Travail demandé — Prolongez la critique de l'album Beyondless du groupe Iceage à partir de sa dernière phrase.

Extrait du texte —
================
Critiques

Iceage

Beyondless

  • Matador Records
  • 2018
  • 40 minutes
8
Le meilleur de lca

Iggy Pop a semble-t-il déjà déclaré ceci au sujet de cet excellent groupe danois : « Voilà le seul groupe punk contemporain à sonner vraiment dangereux ». Le bon vieux Iggy exagère un peu quand même. Des groupes comme Idles, ou encore USA Nails, sont plus décoiffants qu’Iceage. Et il faut l’admettre. Iceage est beaucoup plus rock que punk. Cela dit, la bande menée par le chanteur Elias Bender Rønnenfelt est immensément intéressante.

Après le très punk New Brigade (2011) et l’excellent You’re Nothing (2013), le quatuor nous proposait Plowing Into the Field of Love, l’un des meilleurs albums rock de 2014. L’influence manifeste des Bad Seeds et le thème central de ce disque — les relations amoureuses dysfonctionnelles — ont permis à Iceage de crédibiliser leur approche musicale.
================
Informations affichées —
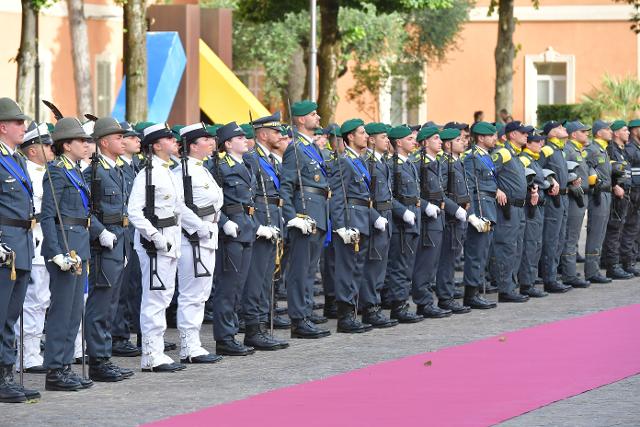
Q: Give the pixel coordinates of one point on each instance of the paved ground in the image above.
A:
(147, 397)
================
Production attendue —
C’est en ce vendredi « grisonnant » de mai que paraît le 4e album studio du groupe intitulé Beyondless. Enregistrée à Göteborg (ville portuaire suédoise) et mixée à Seattle, cette nouvelle production voit les Danois repousser leurs propres limites, sans nécessairement se réinventer. Les chansons sont plus longues en durée et plus ambitieuses. Cordes, cuivres, claviers et percussions inventives viennent bonifier le rock brouillon de la formation. Le petit penchant punk est toujours présent, les rythmes martiaux sont inchangés, la voix inharmonieuse et le ton cynique de Rønnenfelt sont intacts. Avec cette nouvelle création, Iceage passe définitivement à l’âge adulte, et ce, sans devenir pépère.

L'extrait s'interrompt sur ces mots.